Exercise task: Scale the rows between the line holding "Where can you see the ceiling fan?" and the line holding "Target: white window frame", inclusive, by writing them all out again, requests included, with every point coordinate in the answers multiplied by 1.7 and rounded to a whole number, halves up. Keep the numbers in the requests and their format samples unchanged.

Exercise input:
- - - -

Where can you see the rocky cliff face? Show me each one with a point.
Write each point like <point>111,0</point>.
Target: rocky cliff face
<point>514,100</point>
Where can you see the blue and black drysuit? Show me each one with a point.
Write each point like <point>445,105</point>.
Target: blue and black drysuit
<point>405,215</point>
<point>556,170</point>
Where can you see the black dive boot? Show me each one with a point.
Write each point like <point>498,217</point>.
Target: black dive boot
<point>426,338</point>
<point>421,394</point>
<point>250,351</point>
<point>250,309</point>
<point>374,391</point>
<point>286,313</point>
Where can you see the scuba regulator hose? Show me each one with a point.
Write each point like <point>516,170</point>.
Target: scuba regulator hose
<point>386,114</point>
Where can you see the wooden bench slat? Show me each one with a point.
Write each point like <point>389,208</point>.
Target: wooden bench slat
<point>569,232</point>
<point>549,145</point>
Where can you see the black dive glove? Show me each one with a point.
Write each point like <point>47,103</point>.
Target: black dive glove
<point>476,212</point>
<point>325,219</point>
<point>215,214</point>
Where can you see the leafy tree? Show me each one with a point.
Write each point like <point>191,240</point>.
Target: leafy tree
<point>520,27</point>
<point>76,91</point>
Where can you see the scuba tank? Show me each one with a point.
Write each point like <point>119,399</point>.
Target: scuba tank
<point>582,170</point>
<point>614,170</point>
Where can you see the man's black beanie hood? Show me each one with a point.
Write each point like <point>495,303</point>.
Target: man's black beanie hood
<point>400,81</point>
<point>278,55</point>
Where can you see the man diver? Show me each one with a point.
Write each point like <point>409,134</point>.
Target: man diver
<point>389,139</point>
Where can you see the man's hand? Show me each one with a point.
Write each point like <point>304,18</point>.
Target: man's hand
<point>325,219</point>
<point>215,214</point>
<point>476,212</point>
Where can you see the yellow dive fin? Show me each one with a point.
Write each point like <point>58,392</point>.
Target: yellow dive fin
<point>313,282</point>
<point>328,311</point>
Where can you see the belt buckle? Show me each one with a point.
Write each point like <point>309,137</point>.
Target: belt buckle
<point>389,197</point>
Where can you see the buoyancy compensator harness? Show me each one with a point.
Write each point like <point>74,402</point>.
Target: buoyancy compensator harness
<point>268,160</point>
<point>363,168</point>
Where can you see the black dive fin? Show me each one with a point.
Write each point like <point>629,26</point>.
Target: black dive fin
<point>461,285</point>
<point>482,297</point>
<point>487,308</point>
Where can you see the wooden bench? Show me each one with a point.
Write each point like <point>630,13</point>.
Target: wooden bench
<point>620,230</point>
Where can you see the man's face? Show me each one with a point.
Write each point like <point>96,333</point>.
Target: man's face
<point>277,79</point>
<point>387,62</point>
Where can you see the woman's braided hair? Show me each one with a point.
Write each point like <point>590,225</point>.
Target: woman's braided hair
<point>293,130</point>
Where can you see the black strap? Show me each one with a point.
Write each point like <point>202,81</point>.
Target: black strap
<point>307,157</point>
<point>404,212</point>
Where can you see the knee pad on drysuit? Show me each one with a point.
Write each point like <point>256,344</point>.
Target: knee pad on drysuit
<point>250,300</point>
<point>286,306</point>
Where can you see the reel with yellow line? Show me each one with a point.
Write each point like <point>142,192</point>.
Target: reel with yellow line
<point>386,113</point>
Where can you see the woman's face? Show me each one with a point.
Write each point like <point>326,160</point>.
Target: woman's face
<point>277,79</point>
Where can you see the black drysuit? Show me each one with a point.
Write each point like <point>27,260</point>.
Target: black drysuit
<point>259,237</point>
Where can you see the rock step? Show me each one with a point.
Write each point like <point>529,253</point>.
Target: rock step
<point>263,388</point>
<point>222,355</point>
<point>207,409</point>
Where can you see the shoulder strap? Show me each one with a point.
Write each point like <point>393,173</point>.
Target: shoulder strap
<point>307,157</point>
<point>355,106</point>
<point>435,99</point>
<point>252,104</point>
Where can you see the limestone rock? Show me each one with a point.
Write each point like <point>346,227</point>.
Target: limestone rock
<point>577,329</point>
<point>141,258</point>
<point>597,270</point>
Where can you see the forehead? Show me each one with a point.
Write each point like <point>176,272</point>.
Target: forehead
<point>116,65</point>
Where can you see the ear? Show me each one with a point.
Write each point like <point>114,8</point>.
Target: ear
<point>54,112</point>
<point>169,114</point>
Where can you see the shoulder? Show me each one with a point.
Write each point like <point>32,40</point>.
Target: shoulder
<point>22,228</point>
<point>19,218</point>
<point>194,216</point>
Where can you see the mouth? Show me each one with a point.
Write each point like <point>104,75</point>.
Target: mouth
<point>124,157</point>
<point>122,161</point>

- - - -

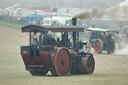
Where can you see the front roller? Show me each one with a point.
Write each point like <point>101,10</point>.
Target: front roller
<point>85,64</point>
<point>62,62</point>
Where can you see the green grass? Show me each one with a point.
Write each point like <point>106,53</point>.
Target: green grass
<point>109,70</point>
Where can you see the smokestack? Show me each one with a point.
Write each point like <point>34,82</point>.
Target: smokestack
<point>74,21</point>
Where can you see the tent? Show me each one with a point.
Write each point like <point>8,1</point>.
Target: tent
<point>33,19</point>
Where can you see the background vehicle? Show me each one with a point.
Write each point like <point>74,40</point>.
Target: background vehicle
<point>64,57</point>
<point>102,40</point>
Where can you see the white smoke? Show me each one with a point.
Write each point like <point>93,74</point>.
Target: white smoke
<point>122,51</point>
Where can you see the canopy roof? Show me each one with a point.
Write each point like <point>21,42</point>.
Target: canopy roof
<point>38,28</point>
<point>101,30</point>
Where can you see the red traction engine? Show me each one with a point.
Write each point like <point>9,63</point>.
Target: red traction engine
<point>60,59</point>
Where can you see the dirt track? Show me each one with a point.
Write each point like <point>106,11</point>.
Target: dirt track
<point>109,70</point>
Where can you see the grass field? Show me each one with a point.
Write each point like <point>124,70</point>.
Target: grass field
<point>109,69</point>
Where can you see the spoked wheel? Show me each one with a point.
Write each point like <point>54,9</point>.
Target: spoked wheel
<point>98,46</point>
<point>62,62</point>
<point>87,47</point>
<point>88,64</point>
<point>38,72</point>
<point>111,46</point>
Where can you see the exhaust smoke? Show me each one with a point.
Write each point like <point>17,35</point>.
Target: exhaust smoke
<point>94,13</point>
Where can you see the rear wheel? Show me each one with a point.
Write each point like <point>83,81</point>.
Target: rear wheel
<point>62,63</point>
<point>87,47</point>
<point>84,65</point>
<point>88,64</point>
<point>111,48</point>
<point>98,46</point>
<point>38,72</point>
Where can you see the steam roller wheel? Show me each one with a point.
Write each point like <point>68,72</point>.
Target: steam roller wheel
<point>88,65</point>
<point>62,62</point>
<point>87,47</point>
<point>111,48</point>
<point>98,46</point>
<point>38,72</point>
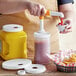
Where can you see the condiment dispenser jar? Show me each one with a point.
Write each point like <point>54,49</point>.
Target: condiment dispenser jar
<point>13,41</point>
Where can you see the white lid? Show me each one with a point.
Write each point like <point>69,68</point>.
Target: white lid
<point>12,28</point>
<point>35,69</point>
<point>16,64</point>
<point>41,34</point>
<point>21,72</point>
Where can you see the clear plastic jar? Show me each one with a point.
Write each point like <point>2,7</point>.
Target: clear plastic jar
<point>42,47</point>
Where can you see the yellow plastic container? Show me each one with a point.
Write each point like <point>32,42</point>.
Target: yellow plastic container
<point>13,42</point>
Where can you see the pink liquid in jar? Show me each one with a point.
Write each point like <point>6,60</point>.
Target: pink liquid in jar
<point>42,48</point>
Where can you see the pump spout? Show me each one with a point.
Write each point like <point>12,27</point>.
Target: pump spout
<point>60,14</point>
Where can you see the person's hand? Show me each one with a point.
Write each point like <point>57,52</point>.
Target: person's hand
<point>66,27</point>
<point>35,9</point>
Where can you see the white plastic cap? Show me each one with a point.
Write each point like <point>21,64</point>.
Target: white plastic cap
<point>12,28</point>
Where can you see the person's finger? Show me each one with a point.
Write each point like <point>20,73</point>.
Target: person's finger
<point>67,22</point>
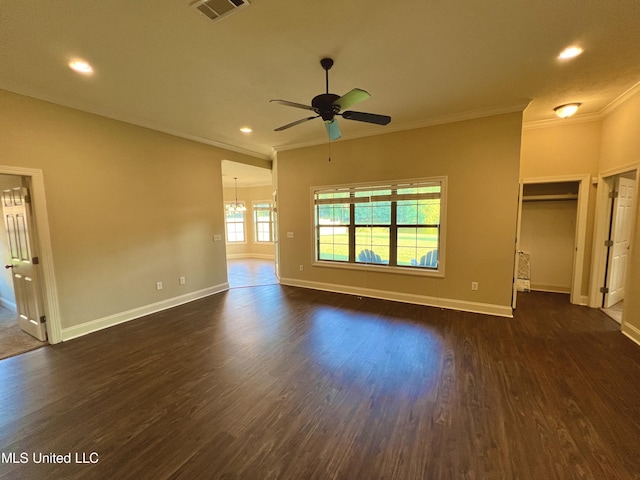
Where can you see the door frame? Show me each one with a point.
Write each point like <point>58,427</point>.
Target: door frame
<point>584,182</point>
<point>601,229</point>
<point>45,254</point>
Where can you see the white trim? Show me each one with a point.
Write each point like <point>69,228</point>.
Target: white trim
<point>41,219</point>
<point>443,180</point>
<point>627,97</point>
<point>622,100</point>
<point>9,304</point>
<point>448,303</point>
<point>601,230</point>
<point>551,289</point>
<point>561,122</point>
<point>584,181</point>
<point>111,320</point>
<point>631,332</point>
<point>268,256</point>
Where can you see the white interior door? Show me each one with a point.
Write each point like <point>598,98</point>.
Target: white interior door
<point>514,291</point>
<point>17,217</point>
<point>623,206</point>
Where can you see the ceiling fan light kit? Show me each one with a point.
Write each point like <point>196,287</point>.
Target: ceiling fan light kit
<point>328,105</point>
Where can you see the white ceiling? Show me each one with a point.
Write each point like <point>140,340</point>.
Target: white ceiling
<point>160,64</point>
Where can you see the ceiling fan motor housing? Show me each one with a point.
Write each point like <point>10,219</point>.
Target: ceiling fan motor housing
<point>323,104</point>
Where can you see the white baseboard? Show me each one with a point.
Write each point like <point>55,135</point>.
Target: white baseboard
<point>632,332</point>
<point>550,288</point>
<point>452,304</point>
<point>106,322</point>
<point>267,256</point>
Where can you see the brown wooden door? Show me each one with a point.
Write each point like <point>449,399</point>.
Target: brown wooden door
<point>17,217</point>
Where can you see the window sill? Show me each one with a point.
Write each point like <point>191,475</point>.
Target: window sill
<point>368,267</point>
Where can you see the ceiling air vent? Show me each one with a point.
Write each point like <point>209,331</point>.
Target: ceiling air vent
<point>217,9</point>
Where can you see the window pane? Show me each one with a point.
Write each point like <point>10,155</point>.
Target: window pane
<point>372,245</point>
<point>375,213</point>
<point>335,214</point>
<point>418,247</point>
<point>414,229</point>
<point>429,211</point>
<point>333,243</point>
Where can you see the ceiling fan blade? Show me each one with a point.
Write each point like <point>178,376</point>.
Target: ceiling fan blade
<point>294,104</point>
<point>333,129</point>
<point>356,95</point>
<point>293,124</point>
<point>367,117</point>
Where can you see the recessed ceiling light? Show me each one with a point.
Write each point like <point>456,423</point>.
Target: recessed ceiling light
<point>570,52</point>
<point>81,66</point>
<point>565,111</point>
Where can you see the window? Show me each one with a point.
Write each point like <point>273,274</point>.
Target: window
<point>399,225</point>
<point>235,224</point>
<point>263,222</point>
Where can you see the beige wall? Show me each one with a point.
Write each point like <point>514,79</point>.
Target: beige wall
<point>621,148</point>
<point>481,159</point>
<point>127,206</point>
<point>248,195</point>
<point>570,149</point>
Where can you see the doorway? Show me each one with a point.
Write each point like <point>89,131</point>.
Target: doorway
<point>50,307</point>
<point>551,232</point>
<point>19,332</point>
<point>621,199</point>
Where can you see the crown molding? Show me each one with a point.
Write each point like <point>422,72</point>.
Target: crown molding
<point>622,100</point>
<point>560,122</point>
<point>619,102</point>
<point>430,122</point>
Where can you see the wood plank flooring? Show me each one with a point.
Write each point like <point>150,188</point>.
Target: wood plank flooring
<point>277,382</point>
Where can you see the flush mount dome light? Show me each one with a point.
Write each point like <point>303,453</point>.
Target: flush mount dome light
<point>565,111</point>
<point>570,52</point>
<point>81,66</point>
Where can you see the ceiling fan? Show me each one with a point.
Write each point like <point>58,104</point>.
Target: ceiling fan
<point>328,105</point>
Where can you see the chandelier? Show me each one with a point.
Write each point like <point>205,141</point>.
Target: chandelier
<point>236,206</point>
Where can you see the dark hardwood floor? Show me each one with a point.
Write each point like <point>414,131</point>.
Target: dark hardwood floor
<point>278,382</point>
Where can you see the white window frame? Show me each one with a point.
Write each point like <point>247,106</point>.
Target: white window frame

- - - -

Solution to this task:
Where can you see the ceiling fan? Show me each one with a point.
Write each point like <point>58,104</point>.
Target: ceiling fan
<point>558,179</point>
Where can you see the chandelier? Show me each one with a point.
Write each point like <point>205,141</point>.
Target: chandelier
<point>401,350</point>
Where can you see the dark hardwood floor? Show me each one with a point.
Write each point like <point>414,131</point>.
Target: dark hardwood floor
<point>473,649</point>
Where can you see the white window frame? Show me each one with a point.
Write each point like <point>247,106</point>.
Target: white window frame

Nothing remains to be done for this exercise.